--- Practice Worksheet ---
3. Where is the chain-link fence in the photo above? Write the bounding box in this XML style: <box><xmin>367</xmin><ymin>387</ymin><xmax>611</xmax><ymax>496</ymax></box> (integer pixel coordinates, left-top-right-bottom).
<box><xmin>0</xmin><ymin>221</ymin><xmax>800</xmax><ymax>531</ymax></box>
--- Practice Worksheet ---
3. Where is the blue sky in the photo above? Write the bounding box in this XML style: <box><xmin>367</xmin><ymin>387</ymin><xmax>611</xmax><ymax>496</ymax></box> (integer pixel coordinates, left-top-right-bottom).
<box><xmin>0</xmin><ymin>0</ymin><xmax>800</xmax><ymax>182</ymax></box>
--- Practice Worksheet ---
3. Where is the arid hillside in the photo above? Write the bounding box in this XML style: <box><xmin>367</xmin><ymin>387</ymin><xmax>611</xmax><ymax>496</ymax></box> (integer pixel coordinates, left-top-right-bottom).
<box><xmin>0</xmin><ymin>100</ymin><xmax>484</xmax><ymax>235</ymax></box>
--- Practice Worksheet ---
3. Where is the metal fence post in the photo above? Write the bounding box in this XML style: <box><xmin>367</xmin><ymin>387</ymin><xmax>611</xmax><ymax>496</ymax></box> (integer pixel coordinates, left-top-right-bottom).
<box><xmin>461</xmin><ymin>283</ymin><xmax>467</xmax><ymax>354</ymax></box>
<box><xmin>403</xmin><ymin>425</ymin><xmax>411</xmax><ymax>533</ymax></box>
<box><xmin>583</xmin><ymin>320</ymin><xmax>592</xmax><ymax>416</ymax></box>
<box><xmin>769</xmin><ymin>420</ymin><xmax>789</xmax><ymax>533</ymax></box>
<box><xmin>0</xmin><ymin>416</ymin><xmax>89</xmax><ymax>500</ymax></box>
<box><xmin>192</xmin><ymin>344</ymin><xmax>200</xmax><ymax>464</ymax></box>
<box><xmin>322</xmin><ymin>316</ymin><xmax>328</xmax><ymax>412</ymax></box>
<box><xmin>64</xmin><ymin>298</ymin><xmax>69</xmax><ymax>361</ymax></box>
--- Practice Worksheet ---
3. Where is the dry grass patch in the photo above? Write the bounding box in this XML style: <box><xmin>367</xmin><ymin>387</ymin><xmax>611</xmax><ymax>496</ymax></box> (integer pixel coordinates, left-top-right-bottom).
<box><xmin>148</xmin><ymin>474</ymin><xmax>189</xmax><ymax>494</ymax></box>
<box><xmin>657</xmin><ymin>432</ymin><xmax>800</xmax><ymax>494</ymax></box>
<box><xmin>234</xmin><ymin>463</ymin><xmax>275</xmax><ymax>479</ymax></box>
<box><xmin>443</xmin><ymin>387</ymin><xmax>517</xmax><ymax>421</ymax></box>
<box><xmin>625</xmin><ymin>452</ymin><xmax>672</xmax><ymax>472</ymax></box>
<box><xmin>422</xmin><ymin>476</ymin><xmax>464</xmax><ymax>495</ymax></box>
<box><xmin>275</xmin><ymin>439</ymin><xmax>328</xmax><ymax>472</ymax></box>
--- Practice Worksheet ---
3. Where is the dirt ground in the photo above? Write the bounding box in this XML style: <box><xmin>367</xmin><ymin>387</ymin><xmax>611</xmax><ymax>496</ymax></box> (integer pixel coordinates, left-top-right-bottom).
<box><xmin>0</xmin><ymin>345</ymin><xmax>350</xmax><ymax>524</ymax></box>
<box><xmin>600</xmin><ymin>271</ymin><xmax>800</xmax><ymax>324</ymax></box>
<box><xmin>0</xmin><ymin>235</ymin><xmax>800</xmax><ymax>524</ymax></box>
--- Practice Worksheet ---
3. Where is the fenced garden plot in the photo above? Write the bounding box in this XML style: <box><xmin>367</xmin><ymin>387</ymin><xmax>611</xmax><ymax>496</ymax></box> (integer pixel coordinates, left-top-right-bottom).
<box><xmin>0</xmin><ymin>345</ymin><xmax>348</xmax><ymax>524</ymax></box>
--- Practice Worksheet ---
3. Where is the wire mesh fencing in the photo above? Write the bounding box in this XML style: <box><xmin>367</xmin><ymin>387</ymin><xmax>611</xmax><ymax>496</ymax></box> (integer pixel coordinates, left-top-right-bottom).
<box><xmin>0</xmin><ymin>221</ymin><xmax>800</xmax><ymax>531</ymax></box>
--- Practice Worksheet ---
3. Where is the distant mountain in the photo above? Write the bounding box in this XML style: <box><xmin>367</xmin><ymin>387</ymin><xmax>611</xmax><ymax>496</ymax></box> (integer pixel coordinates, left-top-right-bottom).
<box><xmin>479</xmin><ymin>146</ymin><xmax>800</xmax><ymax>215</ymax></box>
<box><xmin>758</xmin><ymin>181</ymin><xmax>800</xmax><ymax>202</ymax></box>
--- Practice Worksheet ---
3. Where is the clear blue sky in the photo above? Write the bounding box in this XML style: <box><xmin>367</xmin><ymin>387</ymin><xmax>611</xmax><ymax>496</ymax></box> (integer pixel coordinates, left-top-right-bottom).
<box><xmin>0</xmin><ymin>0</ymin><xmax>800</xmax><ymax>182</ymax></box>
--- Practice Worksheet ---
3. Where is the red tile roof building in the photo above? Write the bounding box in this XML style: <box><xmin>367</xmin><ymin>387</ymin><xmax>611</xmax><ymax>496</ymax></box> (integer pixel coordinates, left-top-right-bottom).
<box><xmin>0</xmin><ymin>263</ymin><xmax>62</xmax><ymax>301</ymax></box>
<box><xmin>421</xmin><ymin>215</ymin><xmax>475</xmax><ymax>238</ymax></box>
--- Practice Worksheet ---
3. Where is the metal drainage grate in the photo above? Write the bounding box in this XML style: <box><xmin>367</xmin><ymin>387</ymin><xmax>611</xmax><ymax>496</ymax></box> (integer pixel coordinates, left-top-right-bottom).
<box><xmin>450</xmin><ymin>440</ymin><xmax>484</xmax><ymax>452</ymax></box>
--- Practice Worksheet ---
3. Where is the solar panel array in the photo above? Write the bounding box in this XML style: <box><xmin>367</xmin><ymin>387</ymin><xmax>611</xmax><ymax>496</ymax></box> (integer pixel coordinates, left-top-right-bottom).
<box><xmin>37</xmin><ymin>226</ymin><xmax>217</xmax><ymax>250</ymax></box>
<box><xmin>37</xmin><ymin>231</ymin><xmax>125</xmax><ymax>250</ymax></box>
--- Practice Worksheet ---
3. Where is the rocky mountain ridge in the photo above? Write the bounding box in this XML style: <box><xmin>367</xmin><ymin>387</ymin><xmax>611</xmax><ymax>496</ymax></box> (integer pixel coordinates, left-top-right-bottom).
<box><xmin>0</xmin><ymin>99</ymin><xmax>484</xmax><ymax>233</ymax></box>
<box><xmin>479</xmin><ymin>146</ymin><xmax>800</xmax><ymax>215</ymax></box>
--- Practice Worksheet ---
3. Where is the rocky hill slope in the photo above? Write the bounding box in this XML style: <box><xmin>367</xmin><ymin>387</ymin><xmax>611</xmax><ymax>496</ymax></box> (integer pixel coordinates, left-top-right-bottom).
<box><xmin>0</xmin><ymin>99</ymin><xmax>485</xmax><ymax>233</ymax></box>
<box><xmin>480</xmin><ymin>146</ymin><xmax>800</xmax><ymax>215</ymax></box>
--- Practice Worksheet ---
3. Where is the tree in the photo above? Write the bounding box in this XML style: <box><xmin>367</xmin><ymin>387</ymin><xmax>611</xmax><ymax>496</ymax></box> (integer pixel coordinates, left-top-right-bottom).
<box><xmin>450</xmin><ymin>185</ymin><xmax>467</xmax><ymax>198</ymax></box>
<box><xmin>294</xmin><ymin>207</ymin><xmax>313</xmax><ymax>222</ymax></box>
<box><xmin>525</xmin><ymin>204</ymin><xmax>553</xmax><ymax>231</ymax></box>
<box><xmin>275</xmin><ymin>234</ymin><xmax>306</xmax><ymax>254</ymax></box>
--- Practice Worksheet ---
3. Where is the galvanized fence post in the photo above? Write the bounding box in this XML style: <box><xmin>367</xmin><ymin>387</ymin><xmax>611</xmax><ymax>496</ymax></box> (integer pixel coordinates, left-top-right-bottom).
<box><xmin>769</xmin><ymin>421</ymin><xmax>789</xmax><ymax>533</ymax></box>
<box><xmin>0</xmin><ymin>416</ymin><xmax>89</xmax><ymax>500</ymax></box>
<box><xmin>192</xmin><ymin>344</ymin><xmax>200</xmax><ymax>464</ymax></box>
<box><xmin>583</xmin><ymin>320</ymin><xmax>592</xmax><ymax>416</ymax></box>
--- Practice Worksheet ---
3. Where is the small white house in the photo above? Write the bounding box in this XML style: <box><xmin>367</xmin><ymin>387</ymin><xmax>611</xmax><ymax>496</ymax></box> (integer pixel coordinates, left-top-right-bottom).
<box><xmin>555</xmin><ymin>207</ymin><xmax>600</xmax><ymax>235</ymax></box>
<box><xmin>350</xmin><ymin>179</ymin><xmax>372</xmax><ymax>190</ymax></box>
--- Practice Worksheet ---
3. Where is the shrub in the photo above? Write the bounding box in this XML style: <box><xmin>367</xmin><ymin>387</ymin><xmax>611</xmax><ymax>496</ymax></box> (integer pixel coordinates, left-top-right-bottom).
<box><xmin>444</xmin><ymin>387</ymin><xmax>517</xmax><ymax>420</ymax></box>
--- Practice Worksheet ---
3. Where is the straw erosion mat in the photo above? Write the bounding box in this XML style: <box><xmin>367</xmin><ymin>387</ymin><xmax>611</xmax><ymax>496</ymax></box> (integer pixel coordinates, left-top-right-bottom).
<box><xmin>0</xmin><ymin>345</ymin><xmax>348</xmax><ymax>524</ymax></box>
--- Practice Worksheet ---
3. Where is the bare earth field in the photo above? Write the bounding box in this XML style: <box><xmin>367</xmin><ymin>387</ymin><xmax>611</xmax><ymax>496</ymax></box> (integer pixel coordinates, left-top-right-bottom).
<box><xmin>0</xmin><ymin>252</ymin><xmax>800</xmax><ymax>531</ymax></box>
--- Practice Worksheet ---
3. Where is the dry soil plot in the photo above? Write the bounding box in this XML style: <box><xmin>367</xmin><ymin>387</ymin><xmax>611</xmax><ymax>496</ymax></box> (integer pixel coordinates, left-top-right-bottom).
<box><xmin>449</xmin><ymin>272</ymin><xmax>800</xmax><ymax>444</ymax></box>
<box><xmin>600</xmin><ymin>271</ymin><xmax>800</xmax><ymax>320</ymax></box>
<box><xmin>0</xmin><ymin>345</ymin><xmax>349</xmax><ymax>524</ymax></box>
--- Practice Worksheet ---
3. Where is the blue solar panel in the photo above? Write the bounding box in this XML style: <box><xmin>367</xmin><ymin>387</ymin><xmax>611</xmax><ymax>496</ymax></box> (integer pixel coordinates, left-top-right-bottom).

· · · · · · ·

### Written problem
Extract every line from the entries above that contains the word "field". Letter case must match.

### Written solution
3. Where is the bare earth field in the photo above? Write the bounding box in this XML style: <box><xmin>367</xmin><ymin>387</ymin><xmax>611</xmax><ymax>496</ymax></box> (integer pixel coordinates, left-top-right-bottom).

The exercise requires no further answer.